Arrange the entries, from the start through the line containing "pixel 29 19", as a JSON list of strings with one string per line and no blank lines. Leave the pictures out of the answer.
··· EXTRACTED DATA ···
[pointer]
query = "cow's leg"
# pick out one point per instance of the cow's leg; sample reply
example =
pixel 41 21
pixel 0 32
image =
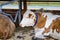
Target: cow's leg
pixel 5 35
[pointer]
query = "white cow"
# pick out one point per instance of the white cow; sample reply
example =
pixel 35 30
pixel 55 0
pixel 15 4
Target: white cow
pixel 29 19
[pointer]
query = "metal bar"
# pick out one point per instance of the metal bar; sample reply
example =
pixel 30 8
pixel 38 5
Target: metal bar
pixel 20 10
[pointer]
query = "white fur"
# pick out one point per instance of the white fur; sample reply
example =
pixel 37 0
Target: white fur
pixel 38 32
pixel 27 21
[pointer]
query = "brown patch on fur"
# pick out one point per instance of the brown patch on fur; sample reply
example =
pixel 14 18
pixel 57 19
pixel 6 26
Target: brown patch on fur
pixel 7 27
pixel 55 25
pixel 41 21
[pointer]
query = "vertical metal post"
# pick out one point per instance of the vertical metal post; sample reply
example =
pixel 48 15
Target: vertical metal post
pixel 20 10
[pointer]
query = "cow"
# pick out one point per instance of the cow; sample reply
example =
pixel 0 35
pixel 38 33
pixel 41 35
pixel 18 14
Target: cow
pixel 41 23
pixel 7 27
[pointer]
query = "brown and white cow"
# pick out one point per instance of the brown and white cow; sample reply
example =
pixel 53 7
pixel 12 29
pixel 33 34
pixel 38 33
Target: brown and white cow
pixel 42 25
pixel 7 27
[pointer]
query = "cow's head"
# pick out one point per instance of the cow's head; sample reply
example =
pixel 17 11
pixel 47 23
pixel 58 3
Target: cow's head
pixel 28 19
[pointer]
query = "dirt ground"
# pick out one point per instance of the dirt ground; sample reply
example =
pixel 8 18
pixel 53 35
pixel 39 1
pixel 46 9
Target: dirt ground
pixel 24 34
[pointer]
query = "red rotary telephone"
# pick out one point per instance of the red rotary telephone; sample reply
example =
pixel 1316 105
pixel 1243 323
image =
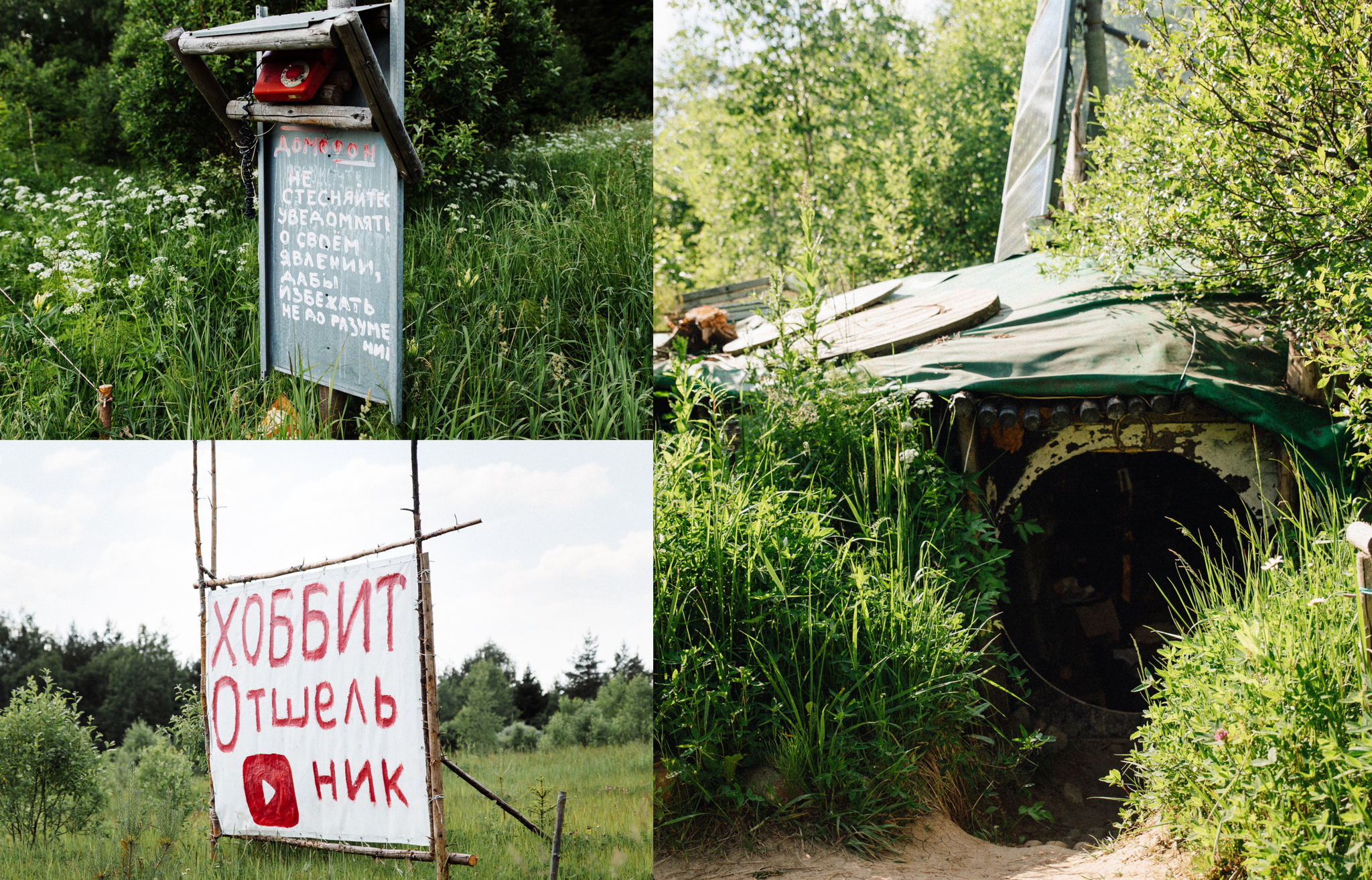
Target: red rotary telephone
pixel 293 76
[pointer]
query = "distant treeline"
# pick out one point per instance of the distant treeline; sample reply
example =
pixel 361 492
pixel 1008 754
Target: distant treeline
pixel 121 682
pixel 95 81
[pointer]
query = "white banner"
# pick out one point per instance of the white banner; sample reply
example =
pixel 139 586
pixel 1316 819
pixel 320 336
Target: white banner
pixel 316 704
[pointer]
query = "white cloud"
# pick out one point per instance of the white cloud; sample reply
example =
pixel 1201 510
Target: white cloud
pixel 70 458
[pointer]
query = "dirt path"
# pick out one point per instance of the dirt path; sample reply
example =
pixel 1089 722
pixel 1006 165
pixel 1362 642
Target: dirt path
pixel 937 850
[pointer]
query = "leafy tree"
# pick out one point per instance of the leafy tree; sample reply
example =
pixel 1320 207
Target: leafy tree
pixel 486 708
pixel 518 736
pixel 622 713
pixel 624 665
pixel 452 690
pixel 530 700
pixel 900 135
pixel 1241 161
pixel 78 31
pixel 135 682
pixel 585 680
pixel 50 769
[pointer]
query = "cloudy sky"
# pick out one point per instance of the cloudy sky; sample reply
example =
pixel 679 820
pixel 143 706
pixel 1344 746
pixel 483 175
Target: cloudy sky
pixel 102 531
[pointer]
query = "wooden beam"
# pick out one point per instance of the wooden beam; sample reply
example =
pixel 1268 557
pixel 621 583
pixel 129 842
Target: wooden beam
pixel 313 38
pixel 328 116
pixel 331 562
pixel 724 293
pixel 415 856
pixel 204 80
pixel 352 38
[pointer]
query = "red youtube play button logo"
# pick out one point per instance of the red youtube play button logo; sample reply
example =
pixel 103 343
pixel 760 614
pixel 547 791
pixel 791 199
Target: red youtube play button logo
pixel 271 791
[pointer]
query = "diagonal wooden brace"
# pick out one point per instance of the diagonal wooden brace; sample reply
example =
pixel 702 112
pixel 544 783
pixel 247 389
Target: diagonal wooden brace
pixel 205 81
pixel 352 39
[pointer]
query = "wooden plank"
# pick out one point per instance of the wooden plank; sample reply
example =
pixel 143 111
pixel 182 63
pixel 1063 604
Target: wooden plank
pixel 204 80
pixel 724 293
pixel 291 21
pixel 910 320
pixel 831 309
pixel 348 31
pixel 313 38
pixel 327 116
pixel 415 856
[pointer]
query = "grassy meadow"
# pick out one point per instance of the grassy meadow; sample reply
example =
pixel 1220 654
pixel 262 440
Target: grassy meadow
pixel 527 304
pixel 1257 746
pixel 607 831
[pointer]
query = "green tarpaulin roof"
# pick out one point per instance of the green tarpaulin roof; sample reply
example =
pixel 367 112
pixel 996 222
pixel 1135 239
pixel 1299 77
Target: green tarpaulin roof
pixel 1090 335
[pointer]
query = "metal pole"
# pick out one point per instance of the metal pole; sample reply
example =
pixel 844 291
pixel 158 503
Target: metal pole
pixel 557 835
pixel 1098 73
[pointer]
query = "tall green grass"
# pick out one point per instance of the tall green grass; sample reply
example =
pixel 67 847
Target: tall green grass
pixel 1257 743
pixel 607 831
pixel 527 304
pixel 821 596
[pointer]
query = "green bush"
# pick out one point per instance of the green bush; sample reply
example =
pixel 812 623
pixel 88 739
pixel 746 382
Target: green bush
pixel 577 722
pixel 165 777
pixel 50 771
pixel 519 736
pixel 1259 736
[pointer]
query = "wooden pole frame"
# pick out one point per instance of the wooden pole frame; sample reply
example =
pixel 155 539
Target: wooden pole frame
pixel 438 852
pixel 429 680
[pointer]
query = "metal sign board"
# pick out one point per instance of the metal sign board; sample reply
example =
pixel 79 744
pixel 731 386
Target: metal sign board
pixel 316 706
pixel 331 245
pixel 1034 155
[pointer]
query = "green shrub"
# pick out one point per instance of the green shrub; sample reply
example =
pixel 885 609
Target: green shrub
pixel 165 777
pixel 519 736
pixel 577 722
pixel 50 771
pixel 627 704
pixel 1257 745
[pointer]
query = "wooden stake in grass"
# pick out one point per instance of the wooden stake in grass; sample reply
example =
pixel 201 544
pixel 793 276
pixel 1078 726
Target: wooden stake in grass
pixel 1360 536
pixel 557 835
pixel 106 404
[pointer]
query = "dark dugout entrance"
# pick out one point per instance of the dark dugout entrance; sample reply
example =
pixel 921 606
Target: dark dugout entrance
pixel 1091 593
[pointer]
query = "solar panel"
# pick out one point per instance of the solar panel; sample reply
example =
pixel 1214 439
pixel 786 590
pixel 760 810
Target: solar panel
pixel 1034 155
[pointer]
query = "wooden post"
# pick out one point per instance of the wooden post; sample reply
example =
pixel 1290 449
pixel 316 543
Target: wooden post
pixel 467 777
pixel 214 515
pixel 438 828
pixel 204 80
pixel 1364 564
pixel 1098 73
pixel 557 835
pixel 349 34
pixel 106 410
pixel 199 572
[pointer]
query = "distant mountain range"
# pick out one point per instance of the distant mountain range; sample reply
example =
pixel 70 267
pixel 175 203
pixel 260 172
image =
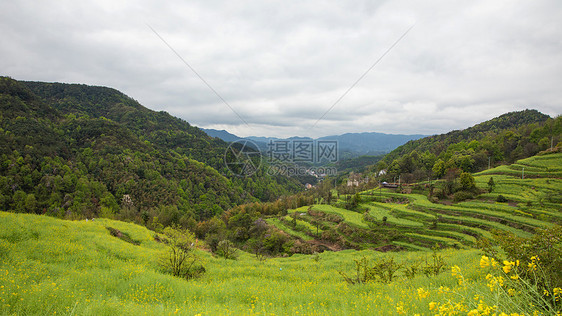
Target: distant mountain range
pixel 349 145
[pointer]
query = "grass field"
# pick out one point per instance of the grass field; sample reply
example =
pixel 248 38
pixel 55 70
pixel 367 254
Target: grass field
pixel 51 266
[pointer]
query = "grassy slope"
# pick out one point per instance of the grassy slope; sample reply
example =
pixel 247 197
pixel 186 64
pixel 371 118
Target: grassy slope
pixel 51 266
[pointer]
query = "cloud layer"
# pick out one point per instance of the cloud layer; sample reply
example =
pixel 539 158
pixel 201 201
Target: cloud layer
pixel 281 65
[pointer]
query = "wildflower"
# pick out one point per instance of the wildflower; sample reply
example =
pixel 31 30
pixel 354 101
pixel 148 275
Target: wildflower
pixel 484 262
pixel 473 312
pixel 506 269
pixel 422 293
pixel 432 306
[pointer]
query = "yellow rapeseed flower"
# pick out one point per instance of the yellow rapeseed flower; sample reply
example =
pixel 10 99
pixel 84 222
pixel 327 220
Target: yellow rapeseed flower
pixel 484 262
pixel 432 306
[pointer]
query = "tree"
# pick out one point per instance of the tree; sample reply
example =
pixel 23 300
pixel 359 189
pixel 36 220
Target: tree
pixel 439 168
pixel 491 184
pixel 226 249
pixel 467 181
pixel 181 259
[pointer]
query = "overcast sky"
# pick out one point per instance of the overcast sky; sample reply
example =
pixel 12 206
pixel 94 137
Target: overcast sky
pixel 282 64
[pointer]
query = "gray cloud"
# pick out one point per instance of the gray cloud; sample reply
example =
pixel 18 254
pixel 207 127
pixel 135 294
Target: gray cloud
pixel 282 64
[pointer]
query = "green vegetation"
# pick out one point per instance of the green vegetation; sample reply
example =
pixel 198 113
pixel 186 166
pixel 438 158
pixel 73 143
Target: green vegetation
pixel 504 139
pixel 213 243
pixel 76 267
pixel 76 151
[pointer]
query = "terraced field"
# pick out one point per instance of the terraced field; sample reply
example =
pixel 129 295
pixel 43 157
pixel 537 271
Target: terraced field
pixel 411 221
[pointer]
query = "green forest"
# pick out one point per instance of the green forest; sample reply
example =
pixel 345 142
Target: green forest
pixel 76 151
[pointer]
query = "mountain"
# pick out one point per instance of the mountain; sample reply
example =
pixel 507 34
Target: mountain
pixel 222 134
pixel 501 140
pixel 350 145
pixel 76 151
pixel 370 142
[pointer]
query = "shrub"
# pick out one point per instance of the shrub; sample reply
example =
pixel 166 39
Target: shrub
pixel 501 199
pixel 462 195
pixel 382 270
pixel 226 249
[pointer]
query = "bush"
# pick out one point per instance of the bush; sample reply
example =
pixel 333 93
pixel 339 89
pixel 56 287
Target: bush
pixel 531 266
pixel 501 199
pixel 382 270
pixel 181 260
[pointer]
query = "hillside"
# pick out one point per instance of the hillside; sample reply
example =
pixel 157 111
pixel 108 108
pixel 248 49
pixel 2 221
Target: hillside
pixel 407 219
pixel 76 151
pixel 350 145
pixel 53 266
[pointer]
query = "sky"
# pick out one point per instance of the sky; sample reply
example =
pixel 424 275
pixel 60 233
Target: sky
pixel 307 68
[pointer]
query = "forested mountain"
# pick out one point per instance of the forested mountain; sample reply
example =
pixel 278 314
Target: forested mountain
pixel 75 150
pixel 504 139
pixel 350 145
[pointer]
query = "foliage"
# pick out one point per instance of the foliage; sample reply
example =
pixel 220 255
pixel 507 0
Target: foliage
pixel 501 199
pixel 506 138
pixel 491 184
pixel 226 249
pixel 49 265
pixel 181 259
pixel 75 151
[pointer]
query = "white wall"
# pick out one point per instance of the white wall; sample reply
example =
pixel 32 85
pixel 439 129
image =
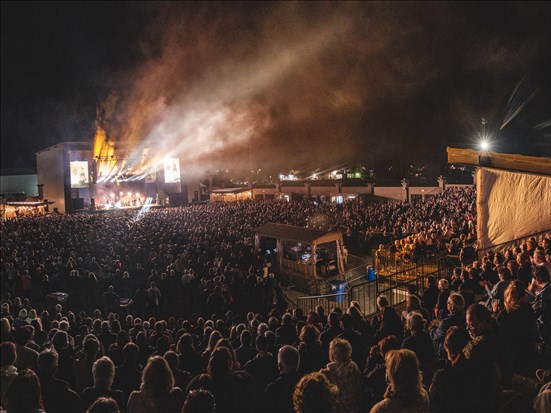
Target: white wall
pixel 49 167
pixel 392 192
pixel 19 184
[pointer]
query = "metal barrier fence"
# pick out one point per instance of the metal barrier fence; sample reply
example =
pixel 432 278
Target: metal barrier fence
pixel 395 286
pixel 513 243
pixel 366 293
pixel 308 304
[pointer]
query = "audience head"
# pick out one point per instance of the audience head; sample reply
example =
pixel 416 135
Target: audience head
pixel 314 393
pixel 382 302
pixel 455 340
pixel 288 359
pixel 455 302
pixel 104 405
pixel 415 322
pixel 340 350
pixel 220 363
pixel 47 362
pixel 479 320
pixel 104 372
pixel 199 401
pixel 24 394
pixel 8 353
pixel 404 376
pixel 157 378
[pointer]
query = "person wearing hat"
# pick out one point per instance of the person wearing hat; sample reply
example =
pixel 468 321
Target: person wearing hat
pixel 540 289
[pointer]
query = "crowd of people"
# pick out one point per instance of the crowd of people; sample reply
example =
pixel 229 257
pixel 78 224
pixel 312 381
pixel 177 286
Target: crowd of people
pixel 209 329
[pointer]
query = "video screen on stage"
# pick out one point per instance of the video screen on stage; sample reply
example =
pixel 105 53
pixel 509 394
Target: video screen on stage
pixel 79 174
pixel 172 170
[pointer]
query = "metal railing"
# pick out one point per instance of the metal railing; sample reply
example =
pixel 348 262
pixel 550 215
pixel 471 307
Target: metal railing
pixel 395 286
pixel 328 301
pixel 513 243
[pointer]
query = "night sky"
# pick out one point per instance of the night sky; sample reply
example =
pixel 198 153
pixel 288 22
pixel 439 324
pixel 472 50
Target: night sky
pixel 288 85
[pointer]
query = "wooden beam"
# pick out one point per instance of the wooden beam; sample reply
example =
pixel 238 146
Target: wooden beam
pixel 491 159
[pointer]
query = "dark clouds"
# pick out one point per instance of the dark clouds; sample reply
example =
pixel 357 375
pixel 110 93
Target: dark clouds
pixel 294 83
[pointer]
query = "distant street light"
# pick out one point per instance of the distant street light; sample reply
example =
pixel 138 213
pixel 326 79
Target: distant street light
pixel 484 145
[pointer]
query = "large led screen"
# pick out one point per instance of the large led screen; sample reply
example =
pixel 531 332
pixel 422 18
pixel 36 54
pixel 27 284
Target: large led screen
pixel 172 170
pixel 79 174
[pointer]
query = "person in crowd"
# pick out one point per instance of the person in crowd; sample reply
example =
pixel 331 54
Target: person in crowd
pixel 374 374
pixel 199 401
pixel 413 303
pixel 24 394
pixel 57 395
pixel 278 394
pixel 438 328
pixel 540 289
pixel 441 309
pixel 262 367
pixel 190 359
pixel 542 402
pixel 405 391
pixel 8 370
pixel 27 358
pixel 157 393
pixel 450 384
pixel 84 361
pixel 231 389
pixel 311 350
pixel 388 320
pixel 485 356
pixel 181 377
pixel 286 333
pixel 345 374
pixel 128 374
pixel 430 296
pixel 517 327
pixel 494 303
pixel 314 393
pixel 420 343
pixel 103 371
pixel 245 351
pixel 333 330
pixel 104 405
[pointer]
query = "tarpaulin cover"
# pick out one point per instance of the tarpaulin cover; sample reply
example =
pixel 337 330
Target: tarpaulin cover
pixel 511 205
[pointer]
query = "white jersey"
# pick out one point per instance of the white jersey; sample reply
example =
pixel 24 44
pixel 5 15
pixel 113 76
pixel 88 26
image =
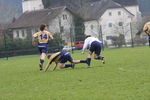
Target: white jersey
pixel 88 41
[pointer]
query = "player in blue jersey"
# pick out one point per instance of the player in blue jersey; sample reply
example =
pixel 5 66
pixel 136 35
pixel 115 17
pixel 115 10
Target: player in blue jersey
pixel 95 46
pixel 61 58
pixel 43 37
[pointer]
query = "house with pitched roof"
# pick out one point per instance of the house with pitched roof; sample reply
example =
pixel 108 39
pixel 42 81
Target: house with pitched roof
pixel 105 19
pixel 59 20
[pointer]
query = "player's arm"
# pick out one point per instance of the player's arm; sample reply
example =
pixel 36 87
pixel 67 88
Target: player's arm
pixel 84 46
pixel 34 38
pixel 145 28
pixel 51 36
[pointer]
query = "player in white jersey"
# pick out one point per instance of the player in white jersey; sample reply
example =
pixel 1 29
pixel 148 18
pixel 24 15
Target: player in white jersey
pixel 94 45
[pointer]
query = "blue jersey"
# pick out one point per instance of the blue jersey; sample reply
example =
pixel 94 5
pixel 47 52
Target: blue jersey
pixel 65 56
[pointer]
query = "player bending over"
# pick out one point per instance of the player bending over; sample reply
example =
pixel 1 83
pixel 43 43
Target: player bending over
pixel 43 38
pixel 95 46
pixel 61 58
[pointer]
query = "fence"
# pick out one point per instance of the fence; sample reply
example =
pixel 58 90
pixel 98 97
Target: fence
pixel 120 37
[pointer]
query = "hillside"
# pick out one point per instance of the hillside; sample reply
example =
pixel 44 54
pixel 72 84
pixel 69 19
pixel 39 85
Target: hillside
pixel 9 9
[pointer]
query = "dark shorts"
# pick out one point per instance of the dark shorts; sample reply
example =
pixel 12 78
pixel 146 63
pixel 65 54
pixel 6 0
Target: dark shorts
pixel 43 49
pixel 95 47
pixel 66 58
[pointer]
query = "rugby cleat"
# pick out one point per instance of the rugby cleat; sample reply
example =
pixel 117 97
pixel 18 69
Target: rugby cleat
pixel 41 67
pixel 72 66
pixel 103 60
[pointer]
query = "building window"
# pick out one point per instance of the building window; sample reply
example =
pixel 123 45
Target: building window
pixel 120 23
pixel 119 13
pixel 17 32
pixel 110 25
pixel 92 27
pixel 61 29
pixel 108 37
pixel 110 14
pixel 23 34
pixel 64 17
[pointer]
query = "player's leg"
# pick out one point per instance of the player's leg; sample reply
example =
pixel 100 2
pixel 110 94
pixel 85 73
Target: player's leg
pixel 90 52
pixel 43 52
pixel 97 52
pixel 64 59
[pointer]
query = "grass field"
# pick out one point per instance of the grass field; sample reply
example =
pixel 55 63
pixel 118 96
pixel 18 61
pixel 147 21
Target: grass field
pixel 125 76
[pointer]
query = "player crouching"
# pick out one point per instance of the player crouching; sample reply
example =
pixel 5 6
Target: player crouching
pixel 61 58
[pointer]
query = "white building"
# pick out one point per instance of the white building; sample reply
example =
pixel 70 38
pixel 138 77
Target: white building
pixel 106 18
pixel 59 20
pixel 30 5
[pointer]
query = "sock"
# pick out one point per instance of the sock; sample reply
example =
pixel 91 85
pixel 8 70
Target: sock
pixel 41 61
pixel 89 61
pixel 68 65
pixel 98 58
pixel 83 61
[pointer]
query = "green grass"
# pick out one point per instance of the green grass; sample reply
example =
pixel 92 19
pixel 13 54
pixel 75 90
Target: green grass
pixel 125 76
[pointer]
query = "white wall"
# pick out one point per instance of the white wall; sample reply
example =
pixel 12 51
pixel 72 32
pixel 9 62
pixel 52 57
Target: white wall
pixel 134 10
pixel 32 5
pixel 18 33
pixel 67 23
pixel 115 30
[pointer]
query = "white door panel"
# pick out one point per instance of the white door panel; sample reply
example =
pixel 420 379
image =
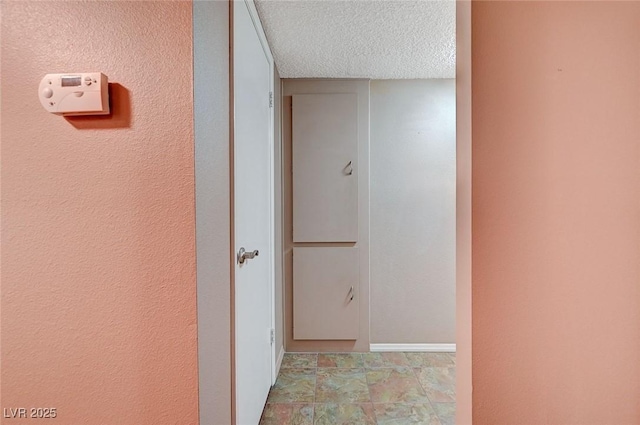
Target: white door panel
pixel 253 215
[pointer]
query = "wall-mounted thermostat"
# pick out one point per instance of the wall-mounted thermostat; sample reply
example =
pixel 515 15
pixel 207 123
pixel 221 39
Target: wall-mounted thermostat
pixel 83 93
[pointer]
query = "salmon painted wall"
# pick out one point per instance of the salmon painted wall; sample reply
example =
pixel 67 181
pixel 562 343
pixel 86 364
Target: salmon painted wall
pixel 98 259
pixel 556 213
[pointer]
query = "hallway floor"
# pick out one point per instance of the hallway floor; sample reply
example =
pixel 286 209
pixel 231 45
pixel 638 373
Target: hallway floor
pixel 363 388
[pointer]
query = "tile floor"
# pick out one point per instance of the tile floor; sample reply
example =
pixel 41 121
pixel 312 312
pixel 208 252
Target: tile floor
pixel 363 389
···
* _PROBLEM SOLUTION_
[
  "[pointer]",
  "query = \"cow's leg\"",
  "# pick out one point per instance of the cow's leg; sample reply",
  "example =",
  "pixel 41 21",
  "pixel 0 32",
  "image =",
  "Target: cow's leg",
  "pixel 5 35",
  "[pointer]",
  "query = \"white cow\"",
  "# pick out one point per instance of the white cow; sample reply",
  "example =",
  "pixel 35 30",
  "pixel 55 0",
  "pixel 15 4",
  "Target: white cow",
  "pixel 29 19"
]